__Directions__
Reproduce every line of the records below, requests included, and shift each coordinate in the answer points by -95.

::::

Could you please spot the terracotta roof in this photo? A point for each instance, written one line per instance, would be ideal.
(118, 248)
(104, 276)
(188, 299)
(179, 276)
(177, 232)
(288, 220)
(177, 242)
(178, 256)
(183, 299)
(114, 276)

::::

__Response to this task__
Could you please spot the terracotta roof in this photo? A point for each instance, written one line per instance, would be ideal.
(23, 153)
(9, 181)
(93, 204)
(84, 181)
(82, 137)
(193, 125)
(82, 147)
(83, 161)
(88, 204)
(19, 181)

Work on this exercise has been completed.